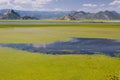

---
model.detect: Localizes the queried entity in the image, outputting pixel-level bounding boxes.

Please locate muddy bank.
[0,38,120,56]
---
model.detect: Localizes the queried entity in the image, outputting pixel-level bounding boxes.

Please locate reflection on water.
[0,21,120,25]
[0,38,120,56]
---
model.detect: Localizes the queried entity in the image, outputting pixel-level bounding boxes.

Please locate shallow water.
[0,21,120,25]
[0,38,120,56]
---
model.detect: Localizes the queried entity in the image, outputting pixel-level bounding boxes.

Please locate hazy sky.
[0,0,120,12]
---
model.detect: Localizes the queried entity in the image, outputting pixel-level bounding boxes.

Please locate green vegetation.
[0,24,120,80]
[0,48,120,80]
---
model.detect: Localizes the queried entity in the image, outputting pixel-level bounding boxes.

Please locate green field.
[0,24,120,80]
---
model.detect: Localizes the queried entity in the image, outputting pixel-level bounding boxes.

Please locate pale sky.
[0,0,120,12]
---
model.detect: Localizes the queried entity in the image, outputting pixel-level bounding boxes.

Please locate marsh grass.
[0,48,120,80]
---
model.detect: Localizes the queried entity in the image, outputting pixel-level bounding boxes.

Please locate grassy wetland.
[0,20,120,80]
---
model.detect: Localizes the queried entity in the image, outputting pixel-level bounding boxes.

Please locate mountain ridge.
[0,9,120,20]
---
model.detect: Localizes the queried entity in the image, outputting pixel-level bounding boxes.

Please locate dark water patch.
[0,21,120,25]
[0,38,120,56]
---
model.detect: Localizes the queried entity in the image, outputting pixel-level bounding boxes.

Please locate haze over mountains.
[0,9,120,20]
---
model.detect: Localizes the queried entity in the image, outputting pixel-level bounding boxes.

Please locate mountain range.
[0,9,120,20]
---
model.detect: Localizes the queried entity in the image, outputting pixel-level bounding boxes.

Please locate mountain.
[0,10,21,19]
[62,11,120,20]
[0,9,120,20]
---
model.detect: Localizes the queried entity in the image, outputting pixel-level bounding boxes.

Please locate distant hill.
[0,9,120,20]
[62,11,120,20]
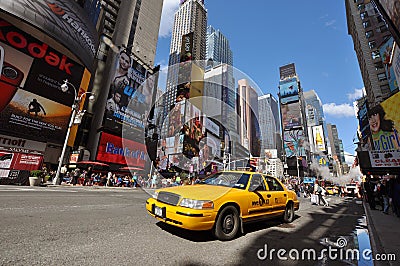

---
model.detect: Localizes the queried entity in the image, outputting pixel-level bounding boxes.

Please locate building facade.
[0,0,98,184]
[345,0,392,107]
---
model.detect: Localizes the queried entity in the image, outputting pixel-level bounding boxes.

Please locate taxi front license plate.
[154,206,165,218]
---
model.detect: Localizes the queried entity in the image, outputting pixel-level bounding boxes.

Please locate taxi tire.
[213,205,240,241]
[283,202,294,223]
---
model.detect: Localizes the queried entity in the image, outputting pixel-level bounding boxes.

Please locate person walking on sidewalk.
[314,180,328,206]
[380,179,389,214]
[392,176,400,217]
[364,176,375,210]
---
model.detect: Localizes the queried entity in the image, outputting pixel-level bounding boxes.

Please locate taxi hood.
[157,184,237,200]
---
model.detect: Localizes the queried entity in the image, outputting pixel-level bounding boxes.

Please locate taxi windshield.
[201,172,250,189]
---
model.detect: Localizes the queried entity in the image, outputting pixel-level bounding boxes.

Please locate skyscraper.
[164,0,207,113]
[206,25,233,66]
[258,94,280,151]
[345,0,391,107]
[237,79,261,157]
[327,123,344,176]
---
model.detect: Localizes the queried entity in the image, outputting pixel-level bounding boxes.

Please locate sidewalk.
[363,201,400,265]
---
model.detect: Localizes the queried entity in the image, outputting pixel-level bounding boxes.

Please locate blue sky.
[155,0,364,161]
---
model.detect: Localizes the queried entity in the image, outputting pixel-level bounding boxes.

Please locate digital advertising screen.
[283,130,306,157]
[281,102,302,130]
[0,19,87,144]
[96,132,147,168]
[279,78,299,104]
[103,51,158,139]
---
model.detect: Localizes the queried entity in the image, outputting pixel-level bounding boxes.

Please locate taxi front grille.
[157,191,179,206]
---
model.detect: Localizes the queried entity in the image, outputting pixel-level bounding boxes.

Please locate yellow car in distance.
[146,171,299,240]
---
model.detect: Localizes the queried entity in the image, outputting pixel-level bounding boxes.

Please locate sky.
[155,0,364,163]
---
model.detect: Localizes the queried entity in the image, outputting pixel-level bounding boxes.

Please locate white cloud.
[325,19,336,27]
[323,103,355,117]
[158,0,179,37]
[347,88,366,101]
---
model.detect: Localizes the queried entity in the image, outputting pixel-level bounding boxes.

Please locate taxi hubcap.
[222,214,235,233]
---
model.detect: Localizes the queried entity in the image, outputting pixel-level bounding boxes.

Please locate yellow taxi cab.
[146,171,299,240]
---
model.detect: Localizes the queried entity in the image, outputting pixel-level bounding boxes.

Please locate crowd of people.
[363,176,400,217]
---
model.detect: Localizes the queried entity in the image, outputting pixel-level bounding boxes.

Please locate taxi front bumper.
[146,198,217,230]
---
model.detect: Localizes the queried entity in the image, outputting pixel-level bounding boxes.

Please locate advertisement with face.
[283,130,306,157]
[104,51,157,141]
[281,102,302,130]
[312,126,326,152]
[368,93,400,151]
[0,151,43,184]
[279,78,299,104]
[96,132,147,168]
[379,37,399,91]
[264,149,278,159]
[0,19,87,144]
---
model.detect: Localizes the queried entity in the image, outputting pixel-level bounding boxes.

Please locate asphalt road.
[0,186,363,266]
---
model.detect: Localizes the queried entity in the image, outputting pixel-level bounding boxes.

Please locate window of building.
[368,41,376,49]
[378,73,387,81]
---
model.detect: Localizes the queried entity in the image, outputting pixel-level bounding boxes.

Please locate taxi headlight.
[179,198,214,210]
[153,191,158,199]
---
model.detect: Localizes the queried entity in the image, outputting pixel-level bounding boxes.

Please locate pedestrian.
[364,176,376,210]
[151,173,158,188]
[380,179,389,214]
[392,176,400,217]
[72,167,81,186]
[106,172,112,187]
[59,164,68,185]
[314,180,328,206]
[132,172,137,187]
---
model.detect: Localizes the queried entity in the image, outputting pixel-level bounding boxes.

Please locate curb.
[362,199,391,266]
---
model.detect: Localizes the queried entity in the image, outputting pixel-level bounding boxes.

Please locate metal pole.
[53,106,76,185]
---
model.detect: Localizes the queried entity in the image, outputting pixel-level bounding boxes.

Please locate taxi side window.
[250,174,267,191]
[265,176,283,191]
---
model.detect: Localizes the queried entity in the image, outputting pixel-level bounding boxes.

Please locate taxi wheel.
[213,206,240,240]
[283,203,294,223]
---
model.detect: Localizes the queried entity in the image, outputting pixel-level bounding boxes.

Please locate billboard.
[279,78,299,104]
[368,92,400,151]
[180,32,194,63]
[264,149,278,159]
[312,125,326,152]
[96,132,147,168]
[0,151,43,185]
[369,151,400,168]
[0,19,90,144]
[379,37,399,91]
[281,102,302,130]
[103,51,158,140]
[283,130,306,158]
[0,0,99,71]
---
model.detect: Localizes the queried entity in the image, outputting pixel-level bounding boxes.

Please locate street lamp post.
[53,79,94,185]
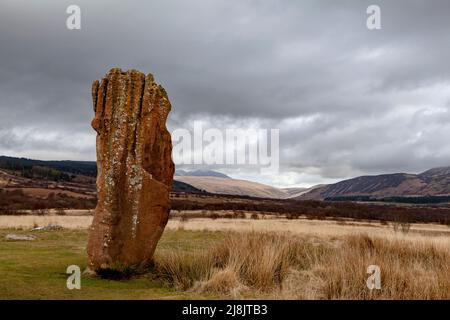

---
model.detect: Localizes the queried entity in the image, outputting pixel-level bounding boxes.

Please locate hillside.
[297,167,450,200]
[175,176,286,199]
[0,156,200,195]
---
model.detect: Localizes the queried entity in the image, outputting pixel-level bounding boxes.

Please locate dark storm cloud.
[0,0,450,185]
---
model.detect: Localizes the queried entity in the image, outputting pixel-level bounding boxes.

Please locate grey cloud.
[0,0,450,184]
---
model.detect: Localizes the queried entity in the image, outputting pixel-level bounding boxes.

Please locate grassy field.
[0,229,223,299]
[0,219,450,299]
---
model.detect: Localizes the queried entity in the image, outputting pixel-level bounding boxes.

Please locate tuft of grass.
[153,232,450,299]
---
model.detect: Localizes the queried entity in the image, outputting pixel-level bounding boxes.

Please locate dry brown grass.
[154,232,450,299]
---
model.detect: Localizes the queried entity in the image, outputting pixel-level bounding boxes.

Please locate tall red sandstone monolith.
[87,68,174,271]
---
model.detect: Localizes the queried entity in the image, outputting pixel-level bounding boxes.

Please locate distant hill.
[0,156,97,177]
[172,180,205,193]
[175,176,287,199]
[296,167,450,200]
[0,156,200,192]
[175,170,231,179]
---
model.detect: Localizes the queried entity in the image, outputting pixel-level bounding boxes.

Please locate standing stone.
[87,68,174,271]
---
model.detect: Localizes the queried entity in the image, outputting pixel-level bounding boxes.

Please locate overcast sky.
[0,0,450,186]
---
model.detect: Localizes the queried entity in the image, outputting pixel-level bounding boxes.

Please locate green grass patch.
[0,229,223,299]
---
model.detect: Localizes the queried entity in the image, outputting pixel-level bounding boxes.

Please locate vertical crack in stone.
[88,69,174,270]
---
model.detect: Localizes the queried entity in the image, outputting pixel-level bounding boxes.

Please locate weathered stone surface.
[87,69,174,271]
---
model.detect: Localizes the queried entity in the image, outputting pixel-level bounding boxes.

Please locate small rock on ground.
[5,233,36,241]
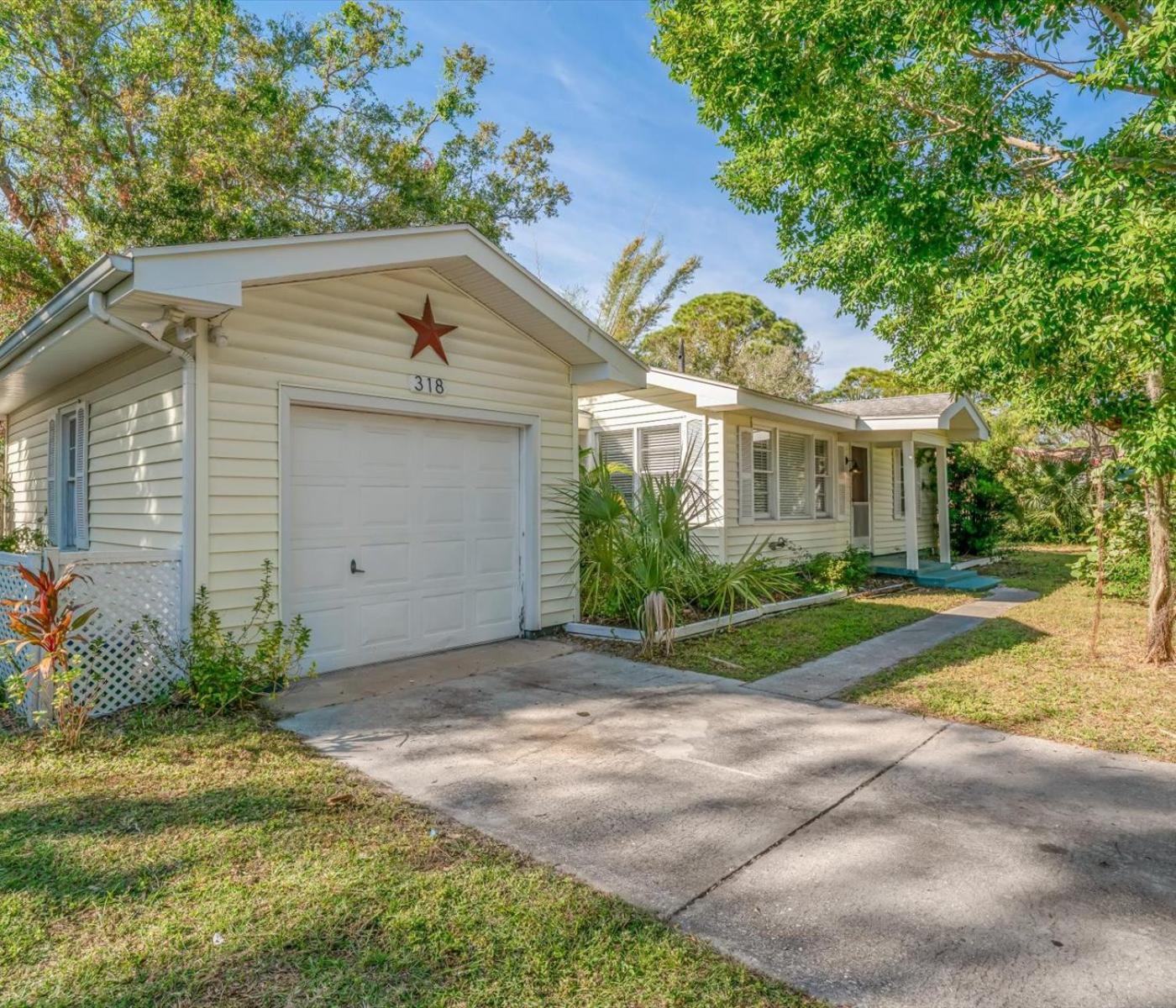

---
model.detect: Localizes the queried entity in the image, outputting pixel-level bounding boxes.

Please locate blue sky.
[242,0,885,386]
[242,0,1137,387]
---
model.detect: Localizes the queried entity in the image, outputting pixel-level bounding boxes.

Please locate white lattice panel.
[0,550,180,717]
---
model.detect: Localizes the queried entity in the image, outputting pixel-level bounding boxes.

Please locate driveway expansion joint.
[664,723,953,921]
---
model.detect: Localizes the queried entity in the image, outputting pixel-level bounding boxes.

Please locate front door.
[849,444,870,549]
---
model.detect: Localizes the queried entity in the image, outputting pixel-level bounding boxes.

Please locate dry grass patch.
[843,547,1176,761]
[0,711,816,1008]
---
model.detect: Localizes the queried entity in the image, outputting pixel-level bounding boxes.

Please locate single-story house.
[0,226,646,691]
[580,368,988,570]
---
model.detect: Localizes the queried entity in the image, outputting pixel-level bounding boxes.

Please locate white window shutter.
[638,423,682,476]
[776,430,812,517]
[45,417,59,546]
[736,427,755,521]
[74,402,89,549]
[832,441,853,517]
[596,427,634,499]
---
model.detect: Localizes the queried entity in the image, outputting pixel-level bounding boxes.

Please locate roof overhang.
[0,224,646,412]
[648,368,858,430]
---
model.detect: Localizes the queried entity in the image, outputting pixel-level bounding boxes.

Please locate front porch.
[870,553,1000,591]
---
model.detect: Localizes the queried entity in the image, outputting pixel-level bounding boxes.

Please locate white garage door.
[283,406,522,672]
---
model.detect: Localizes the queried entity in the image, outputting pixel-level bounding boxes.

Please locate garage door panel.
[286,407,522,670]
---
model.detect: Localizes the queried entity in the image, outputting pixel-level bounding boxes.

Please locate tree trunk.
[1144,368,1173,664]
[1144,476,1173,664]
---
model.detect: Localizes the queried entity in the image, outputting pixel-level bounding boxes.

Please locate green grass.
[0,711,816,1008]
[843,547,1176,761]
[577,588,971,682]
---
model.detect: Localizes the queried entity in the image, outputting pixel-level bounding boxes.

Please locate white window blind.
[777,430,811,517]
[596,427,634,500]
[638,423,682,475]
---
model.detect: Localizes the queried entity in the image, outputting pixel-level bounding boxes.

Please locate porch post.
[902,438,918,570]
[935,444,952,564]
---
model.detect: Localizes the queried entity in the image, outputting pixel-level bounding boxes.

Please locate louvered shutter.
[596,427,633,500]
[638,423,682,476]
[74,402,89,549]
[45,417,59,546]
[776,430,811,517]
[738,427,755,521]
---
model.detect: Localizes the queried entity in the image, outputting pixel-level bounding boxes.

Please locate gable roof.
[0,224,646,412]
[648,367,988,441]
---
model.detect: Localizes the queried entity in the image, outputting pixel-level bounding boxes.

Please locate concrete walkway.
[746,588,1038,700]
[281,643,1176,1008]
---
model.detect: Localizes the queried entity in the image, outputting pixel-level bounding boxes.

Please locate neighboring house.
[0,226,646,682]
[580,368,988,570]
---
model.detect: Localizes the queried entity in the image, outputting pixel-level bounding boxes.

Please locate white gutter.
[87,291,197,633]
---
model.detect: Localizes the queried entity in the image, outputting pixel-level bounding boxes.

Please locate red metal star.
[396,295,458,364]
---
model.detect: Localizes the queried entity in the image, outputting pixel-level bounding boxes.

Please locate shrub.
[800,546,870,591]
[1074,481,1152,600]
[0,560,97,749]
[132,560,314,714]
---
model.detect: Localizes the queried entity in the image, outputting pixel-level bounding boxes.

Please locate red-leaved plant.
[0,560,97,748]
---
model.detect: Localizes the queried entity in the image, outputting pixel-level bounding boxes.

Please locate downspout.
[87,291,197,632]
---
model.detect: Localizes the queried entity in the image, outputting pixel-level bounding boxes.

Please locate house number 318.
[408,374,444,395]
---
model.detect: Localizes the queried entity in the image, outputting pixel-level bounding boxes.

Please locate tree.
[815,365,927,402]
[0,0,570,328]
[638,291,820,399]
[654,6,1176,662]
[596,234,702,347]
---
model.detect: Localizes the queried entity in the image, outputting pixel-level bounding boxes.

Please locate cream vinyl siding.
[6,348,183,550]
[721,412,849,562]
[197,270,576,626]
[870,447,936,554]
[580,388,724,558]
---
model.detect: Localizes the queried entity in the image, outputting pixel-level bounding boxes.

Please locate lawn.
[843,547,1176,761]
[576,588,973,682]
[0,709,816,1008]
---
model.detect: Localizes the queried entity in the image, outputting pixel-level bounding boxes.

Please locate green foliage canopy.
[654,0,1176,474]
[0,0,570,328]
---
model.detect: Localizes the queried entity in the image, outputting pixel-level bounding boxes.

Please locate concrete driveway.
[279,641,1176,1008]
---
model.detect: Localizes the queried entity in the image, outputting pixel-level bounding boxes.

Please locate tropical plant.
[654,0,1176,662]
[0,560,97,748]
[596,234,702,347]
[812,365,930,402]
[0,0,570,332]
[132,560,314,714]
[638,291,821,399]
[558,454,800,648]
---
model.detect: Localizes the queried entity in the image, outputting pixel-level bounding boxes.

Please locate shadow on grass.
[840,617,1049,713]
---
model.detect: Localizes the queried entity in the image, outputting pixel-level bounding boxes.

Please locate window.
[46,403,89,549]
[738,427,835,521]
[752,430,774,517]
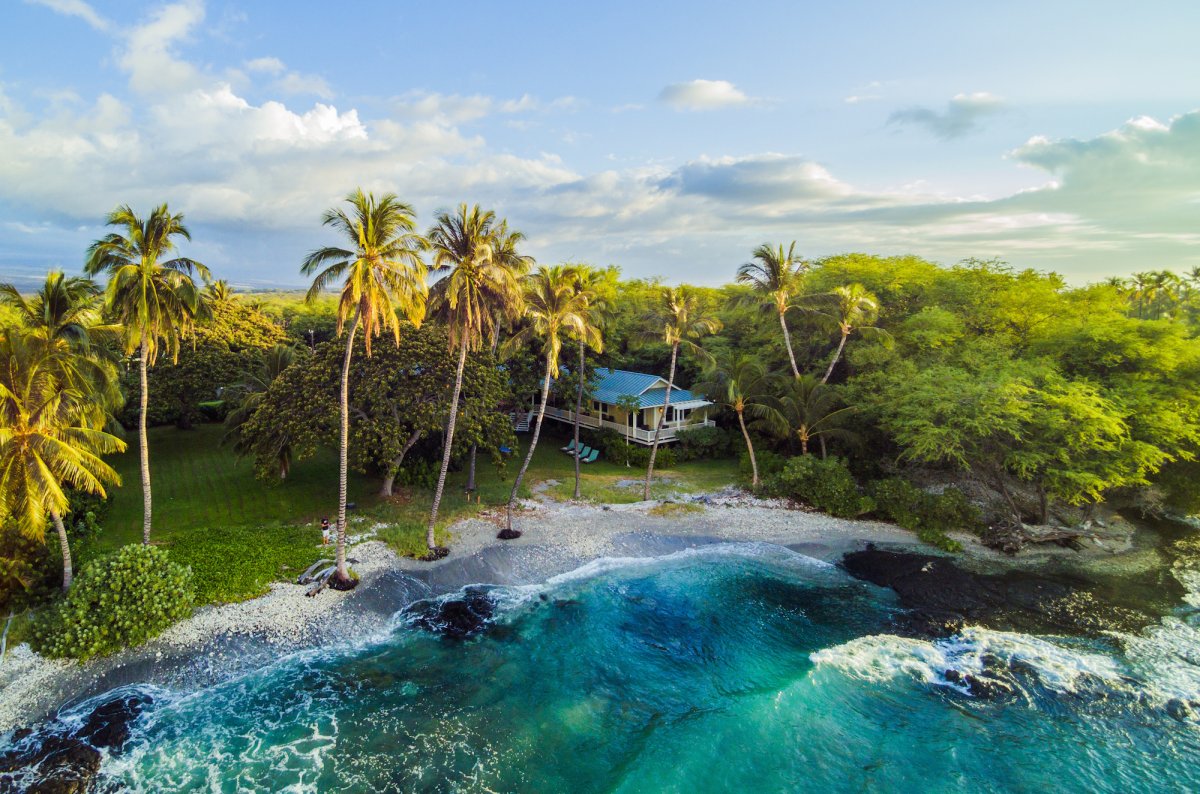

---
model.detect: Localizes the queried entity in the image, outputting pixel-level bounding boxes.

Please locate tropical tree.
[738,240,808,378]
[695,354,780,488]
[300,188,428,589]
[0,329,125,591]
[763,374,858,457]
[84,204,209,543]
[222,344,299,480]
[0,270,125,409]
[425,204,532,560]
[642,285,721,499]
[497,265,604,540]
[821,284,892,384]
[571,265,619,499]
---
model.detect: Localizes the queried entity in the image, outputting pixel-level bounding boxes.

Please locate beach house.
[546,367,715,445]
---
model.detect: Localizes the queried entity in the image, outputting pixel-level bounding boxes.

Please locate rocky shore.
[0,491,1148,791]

######

◆ **AUFGABE**: Nenne alle Zeilen der obigen Auflistung, in denen das Wort „patch“ vorkommt.

◆ **AUSGABE**:
Please locate dark water patch.
Please locate green grass patch.
Please locate dry grass patch.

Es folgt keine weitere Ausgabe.